◆ **Description of the task**
Copy out the entries exactly, and wherever a picture appears, leave it out.

Point-per-instance localization data:
************

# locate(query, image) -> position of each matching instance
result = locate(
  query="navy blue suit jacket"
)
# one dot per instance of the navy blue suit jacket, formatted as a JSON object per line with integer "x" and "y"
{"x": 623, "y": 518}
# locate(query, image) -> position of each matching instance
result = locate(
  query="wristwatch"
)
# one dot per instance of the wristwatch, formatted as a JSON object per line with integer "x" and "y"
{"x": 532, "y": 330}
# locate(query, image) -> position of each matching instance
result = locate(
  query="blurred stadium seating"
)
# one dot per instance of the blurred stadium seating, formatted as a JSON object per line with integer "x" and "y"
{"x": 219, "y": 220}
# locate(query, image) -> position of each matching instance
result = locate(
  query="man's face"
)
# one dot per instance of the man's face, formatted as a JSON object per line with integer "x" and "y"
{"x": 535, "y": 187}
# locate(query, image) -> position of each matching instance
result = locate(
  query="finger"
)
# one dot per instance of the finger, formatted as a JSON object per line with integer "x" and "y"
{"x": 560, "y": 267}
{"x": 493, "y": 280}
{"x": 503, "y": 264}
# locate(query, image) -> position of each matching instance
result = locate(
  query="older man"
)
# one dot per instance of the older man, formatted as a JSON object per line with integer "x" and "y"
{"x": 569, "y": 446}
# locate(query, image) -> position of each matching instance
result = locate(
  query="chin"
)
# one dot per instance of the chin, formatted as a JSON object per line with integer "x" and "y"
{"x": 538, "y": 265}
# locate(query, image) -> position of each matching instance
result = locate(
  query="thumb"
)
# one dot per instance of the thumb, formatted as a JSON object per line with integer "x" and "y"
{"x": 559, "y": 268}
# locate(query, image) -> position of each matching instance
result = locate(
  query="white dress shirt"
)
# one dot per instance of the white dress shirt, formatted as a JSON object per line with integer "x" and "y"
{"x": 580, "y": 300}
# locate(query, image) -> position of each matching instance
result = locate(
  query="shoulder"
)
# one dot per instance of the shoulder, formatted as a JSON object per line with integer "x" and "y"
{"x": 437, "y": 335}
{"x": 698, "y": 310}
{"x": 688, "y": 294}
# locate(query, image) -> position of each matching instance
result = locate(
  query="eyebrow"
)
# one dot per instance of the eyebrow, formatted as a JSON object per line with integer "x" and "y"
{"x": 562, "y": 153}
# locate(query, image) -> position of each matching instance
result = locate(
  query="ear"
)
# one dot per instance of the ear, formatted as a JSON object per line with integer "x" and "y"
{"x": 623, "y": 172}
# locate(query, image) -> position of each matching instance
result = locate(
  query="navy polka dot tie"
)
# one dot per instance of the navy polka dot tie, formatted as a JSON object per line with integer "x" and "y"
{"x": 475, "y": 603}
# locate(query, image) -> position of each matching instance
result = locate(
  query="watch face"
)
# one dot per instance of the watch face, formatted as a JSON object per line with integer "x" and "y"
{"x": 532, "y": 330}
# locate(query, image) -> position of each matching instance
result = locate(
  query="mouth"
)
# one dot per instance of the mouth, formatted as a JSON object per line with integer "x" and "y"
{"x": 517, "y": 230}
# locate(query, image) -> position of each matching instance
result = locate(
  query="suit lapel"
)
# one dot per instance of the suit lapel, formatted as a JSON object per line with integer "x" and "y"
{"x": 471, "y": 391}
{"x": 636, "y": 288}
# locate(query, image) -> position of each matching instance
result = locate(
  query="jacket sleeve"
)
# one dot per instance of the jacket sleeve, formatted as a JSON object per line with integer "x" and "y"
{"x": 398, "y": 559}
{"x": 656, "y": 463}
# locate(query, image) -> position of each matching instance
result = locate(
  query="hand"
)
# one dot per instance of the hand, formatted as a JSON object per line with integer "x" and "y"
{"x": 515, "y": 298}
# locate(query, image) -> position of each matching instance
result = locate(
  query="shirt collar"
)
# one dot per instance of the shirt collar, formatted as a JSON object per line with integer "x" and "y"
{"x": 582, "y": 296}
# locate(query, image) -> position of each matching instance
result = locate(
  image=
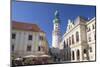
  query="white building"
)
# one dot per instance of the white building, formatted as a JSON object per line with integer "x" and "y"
{"x": 80, "y": 42}
{"x": 27, "y": 39}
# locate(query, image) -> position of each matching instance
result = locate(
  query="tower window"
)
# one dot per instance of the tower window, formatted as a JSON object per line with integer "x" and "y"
{"x": 73, "y": 58}
{"x": 85, "y": 51}
{"x": 13, "y": 35}
{"x": 78, "y": 54}
{"x": 77, "y": 36}
{"x": 41, "y": 37}
{"x": 28, "y": 47}
{"x": 69, "y": 40}
{"x": 38, "y": 48}
{"x": 12, "y": 47}
{"x": 89, "y": 38}
{"x": 93, "y": 26}
{"x": 90, "y": 49}
{"x": 30, "y": 37}
{"x": 72, "y": 39}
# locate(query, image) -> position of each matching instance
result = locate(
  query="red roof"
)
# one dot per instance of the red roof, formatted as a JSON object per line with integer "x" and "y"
{"x": 25, "y": 26}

************

◆ **Reply**
# locate(query, image) -> position of each matching instance
result = locate(
  query="navy blue suit jacket"
)
# one dot per instance of the navy blue suit jacket, formatted as a JSON object per line with integer "x" and "y"
{"x": 623, "y": 518}
# locate(query, image) -> position of each matching instance
result = locate(
  query="wristwatch"
)
# one dot per instance of the wristwatch, formatted as a JSON object per line with integer "x" and "y"
{"x": 532, "y": 330}
# locate(query, image) -> position of each matching instance
result = locate(
  query="blurred stadium seating"
)
# one dot per instance of the blurred stadium seating, formatted as a JSON object per line with integer "x" and "y"
{"x": 219, "y": 220}
# locate(query, image) -> position of each matching instance
result = locate(
  query="man's face"
)
# one dot per instance of the man's face, formatted as a JSON object per line with integer "x" and "y"
{"x": 535, "y": 187}
# locate(query, image) -> position of each matching instance
result = locate(
  query="finger"
)
# one dot per instance of the finger, formatted as a JSON object per line with integer "x" and "y"
{"x": 560, "y": 267}
{"x": 493, "y": 280}
{"x": 503, "y": 264}
# locate(query, image) -> position of each matching instance
result = locate(
  query="older man"
)
# one dot per instance of the older man, formatted as a JSON object per line with integer "x" and "y"
{"x": 569, "y": 446}
# locate(query, image) -> position of each matching instance
result = locate(
  query="chin"
)
# one dot per instance of the chin, formatted as a JSON object per line with integer "x" and "y"
{"x": 538, "y": 265}
# locate(query, image) -> position of each matching instance
result = locate(
  query="thumb"
)
# one dot per instance of the thumb, formatted as a JSON object per line with integer "x" and "y"
{"x": 559, "y": 268}
# locate(query, image) -> position of each matching instance
result = locate(
  query="white dress shirt"
)
# one dot per instance of the white dress shirt, formatted as a JSON object per line with integer "x" and "y"
{"x": 580, "y": 300}
# locate(query, image) -> position of each matching instance
result = locate(
  query="shoulder"
)
# one dot per instance of the shoulder, formatted as a JSON object per line with integer "x" and "y"
{"x": 437, "y": 335}
{"x": 698, "y": 310}
{"x": 688, "y": 294}
# locate(query, image) -> position of each matching instance
result = locate(
  query="eyebrow"
)
# one dot per instance of the eyebrow, formatted as a JSON object per line with integer "x" and "y"
{"x": 562, "y": 153}
# locate(query, image) -> position of each matching instance
result = locate(
  query="ear"
)
# one dot per instance of the ear, formatted as a JSON object per line with integer "x" and "y"
{"x": 623, "y": 172}
# locate(query, image) -> position of each matching instance
result = locate(
  query="navy polka dot tie"
)
# one dot per instance of the navy polka dot tie, formatted as a JSON object per line with integer "x" and "y"
{"x": 475, "y": 603}
# locate(query, image) -> position of each matching instance
result = locate(
  query="watch face"
)
# one dot per instance of the watch face, formatted as a JSON object per line with integer "x" and "y"
{"x": 532, "y": 330}
# locate(query, image) -> position of each matching instance
result = locate(
  query="mouth"
)
# one dot per instance of the mouth, formatted as a JSON object per line with integer "x" and "y"
{"x": 517, "y": 230}
# locate(query, image) -> position of each matching instance
result = locate(
  query="suit lapel"
)
# one dot per instance of the suit lapel, formatted as a JSON object per line with integer "x" and "y"
{"x": 471, "y": 391}
{"x": 636, "y": 288}
# locate(query, image) -> position of each matching instance
result = locate(
  query="jacket sleeve"
)
# one dot per instance of the jacket sleeve, formatted as a JSON object per line with integer "x" and "y"
{"x": 398, "y": 559}
{"x": 656, "y": 463}
# locate(query, image) -> position of each matching instance
result = locate(
  query="hand"
)
# one dot per instance of the hand, formatted as a JSON object per line with integer "x" and "y"
{"x": 515, "y": 298}
# locate(query, image) -> position of each matching instance
result = locate(
  query="shirt collar"
)
# one dot per instance of the shirt collar, formatted as a JSON object per line with integer "x" and "y"
{"x": 582, "y": 296}
# locate(query, image) -> position of each matching instance
result = locate(
  image=
  query="white building"
)
# one dot per instance of the white building, formatted as a JSON object per line with integer "x" and "y"
{"x": 80, "y": 42}
{"x": 27, "y": 39}
# locate(query, image) -> position of each matching instance
result = locate(
  query="tower window"
)
# one dot per instance of the tower window, formatted as a JSON object per line with integer "x" and "y"
{"x": 73, "y": 58}
{"x": 85, "y": 51}
{"x": 13, "y": 35}
{"x": 78, "y": 54}
{"x": 77, "y": 36}
{"x": 41, "y": 37}
{"x": 28, "y": 47}
{"x": 69, "y": 40}
{"x": 38, "y": 48}
{"x": 12, "y": 47}
{"x": 89, "y": 38}
{"x": 93, "y": 26}
{"x": 90, "y": 49}
{"x": 30, "y": 37}
{"x": 72, "y": 39}
# locate(query, image) -> position of each matching instance
result = locate(
  query="red roof"
)
# one dot per instance of the red roof, formatted as a JSON object per line with integer "x" and "y"
{"x": 25, "y": 26}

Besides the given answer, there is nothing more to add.